### Exercise aim:
Copy exactly the lines of the material below that run from the one containing "Target: cloud" through the one containing "Target: exposed engine bay". Copy no other lines.

### Input data:
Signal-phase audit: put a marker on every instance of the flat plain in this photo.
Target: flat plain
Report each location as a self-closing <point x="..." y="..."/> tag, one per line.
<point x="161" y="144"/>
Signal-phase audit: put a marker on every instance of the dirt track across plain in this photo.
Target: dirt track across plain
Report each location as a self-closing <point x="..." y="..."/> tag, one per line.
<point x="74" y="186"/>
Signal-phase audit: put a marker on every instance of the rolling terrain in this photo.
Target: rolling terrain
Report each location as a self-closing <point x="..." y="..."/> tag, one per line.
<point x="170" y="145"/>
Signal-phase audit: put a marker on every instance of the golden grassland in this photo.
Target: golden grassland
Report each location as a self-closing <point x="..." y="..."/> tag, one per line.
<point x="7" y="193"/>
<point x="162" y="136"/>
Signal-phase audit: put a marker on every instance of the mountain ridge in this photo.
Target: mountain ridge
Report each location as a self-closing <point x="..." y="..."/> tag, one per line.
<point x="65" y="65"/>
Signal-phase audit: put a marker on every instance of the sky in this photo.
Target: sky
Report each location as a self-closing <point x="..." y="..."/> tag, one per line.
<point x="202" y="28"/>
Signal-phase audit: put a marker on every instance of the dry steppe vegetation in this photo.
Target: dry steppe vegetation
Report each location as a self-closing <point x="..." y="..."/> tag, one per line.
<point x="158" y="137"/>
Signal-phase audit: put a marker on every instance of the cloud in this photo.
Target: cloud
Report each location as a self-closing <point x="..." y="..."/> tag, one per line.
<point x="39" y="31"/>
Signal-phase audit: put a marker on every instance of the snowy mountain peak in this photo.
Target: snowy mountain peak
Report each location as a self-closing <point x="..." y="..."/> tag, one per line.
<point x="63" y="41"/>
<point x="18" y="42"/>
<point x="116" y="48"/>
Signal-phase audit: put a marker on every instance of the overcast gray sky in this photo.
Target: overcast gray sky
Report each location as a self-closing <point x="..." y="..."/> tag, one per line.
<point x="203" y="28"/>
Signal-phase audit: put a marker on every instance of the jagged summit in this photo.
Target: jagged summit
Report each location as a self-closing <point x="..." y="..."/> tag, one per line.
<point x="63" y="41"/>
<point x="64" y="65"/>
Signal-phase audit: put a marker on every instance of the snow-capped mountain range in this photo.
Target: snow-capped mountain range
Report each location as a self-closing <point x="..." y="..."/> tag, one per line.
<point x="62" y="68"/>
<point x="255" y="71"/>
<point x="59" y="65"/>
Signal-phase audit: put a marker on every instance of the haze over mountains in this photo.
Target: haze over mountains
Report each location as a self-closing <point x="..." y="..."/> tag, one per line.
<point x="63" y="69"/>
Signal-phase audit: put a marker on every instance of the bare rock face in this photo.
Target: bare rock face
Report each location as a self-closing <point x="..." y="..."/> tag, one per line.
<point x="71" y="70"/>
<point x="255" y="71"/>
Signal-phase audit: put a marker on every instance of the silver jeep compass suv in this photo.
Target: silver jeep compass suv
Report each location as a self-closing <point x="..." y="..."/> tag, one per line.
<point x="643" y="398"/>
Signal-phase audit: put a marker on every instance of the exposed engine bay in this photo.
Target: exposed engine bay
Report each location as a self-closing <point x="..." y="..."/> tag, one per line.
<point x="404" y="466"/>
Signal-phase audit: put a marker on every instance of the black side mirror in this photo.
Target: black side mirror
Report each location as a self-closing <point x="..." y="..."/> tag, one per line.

### Output for this task:
Target: cloud
Report each location as a self-closing <point x="..." y="..."/> tag, one per line.
<point x="39" y="31"/>
Signal-phase audit: put a marker on every instance of the snowy mountain peak in this photo.
Target: snowy mountain peak
Report each location as a self-closing <point x="..." y="..."/> tag, one per line.
<point x="63" y="41"/>
<point x="18" y="42"/>
<point x="116" y="48"/>
Signal-phase audit: put a marker on every instance of the overcast gray sky in this photo.
Target: overcast gray sky
Report each location as a self-closing <point x="..." y="..."/> tag, one per line.
<point x="203" y="28"/>
Signal-phase audit: put a marker on every instance of the jagged summit in this photo.
Target: jagged summit
Report each location as a self-closing <point x="..." y="..."/> tag, one per line.
<point x="63" y="41"/>
<point x="64" y="65"/>
Signal-phase audit: put a marker on every instance of the snow-capped mountain range in this photo.
Target: snow-capped mountain range
Report each location as a self-closing <point x="..." y="..."/> tag, one per line.
<point x="62" y="68"/>
<point x="255" y="71"/>
<point x="59" y="65"/>
Signal-phase audit: put a marker on every instance of the haze over mountains in this photo.
Target: haze over mountains
Report each location as a self-closing <point x="..." y="..."/> tag, one per line.
<point x="63" y="69"/>
Signal-phase audit: put a marker on every instance of the bare rock face in this photo.
Target: bare rock face
Report each location as a self-closing <point x="..." y="..."/> tag, one per line.
<point x="71" y="70"/>
<point x="255" y="71"/>
Signal-phase audit: put a marker on every instance of the silver jeep compass suv in this photo.
Target: silver jeep compass suv
Report each location as a self-closing <point x="..." y="..."/> tag, one per line.
<point x="643" y="398"/>
Signal-phase audit: put a marker on every instance of the exposed engine bay in this photo.
Target: exposed engine bay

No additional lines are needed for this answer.